(To be done): List every line in the entries below that contains the word "porch".

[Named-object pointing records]
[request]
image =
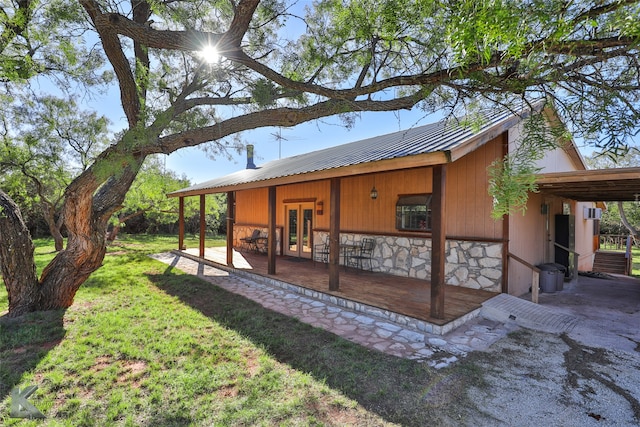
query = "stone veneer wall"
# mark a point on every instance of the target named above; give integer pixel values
(476, 265)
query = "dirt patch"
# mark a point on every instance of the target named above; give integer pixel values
(533, 378)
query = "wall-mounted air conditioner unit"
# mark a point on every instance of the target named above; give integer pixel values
(592, 213)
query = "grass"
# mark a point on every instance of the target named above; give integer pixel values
(635, 257)
(144, 344)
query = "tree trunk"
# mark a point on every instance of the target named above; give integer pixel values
(54, 226)
(16, 258)
(88, 205)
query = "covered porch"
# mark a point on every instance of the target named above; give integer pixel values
(400, 299)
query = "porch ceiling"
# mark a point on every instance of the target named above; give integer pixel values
(603, 185)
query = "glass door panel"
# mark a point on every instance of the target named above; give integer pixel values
(292, 230)
(299, 225)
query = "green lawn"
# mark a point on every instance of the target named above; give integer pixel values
(144, 344)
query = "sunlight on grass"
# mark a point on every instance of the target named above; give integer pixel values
(144, 344)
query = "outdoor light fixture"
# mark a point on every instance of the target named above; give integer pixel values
(374, 193)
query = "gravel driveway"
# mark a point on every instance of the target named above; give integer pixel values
(589, 376)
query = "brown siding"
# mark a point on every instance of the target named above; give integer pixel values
(468, 204)
(251, 206)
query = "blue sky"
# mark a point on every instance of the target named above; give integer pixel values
(196, 166)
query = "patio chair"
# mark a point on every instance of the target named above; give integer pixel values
(321, 253)
(358, 256)
(251, 242)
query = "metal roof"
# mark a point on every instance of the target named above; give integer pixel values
(443, 136)
(602, 185)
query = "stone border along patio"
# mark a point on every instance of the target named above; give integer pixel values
(386, 336)
(407, 322)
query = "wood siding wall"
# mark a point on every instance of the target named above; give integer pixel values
(468, 204)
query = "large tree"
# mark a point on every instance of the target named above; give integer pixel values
(45, 143)
(349, 57)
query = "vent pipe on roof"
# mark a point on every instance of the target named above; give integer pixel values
(250, 164)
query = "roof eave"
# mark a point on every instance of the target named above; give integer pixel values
(409, 162)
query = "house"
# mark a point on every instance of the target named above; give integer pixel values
(422, 195)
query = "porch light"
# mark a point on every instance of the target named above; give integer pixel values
(374, 193)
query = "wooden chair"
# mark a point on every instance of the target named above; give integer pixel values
(356, 257)
(251, 242)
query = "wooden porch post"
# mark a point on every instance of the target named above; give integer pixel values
(231, 199)
(505, 230)
(271, 241)
(181, 223)
(438, 241)
(334, 236)
(202, 224)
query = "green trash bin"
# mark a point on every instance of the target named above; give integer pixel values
(548, 277)
(561, 275)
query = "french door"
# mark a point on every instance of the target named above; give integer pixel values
(298, 226)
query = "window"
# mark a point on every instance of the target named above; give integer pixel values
(414, 212)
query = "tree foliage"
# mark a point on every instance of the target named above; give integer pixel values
(342, 58)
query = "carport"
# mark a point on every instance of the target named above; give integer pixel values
(602, 185)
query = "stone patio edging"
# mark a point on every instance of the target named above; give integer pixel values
(405, 321)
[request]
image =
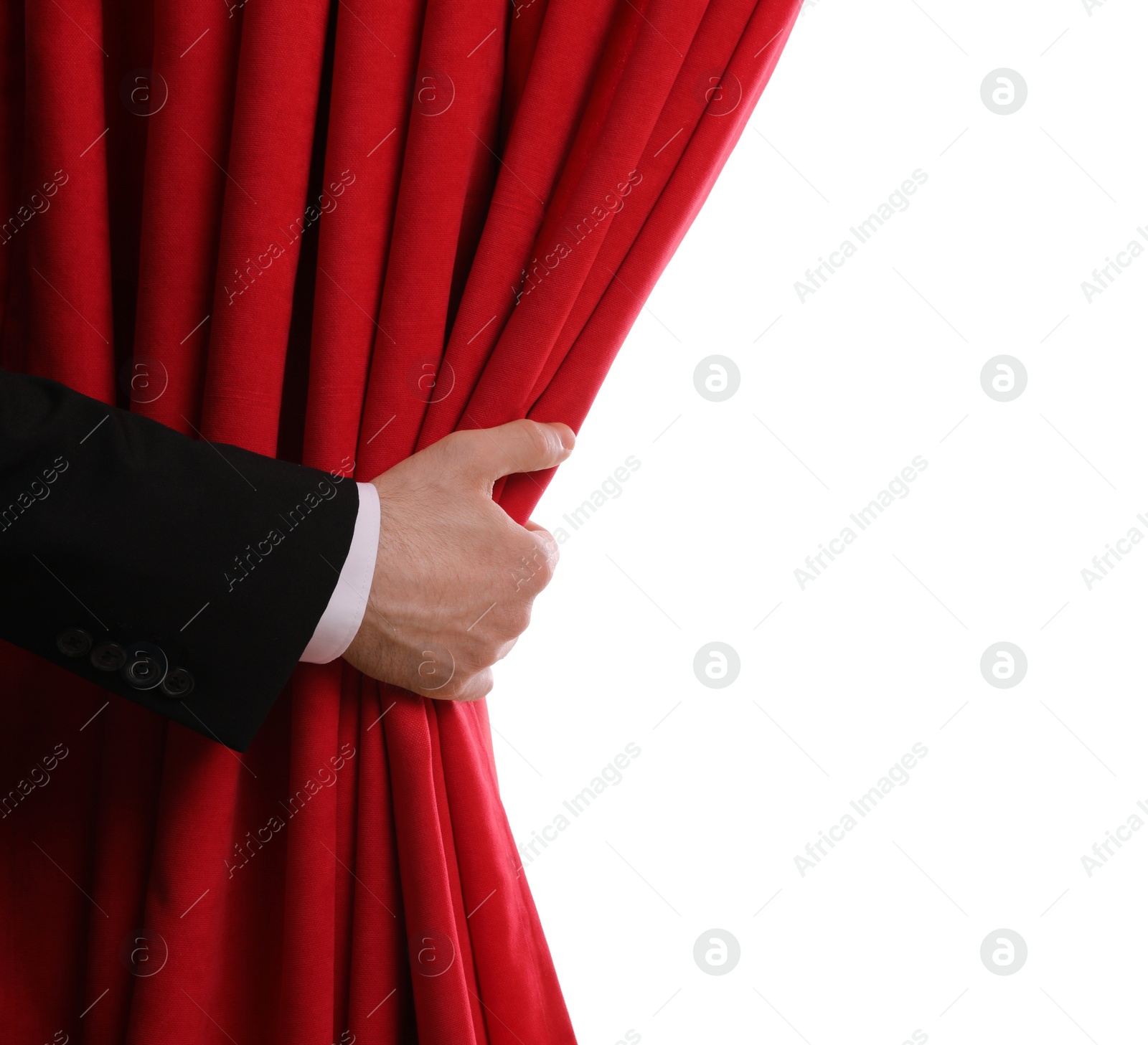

(Expected output):
query = "covered porch"
query = "porch ceiling"
query = "porch light"
query = "wooden porch post"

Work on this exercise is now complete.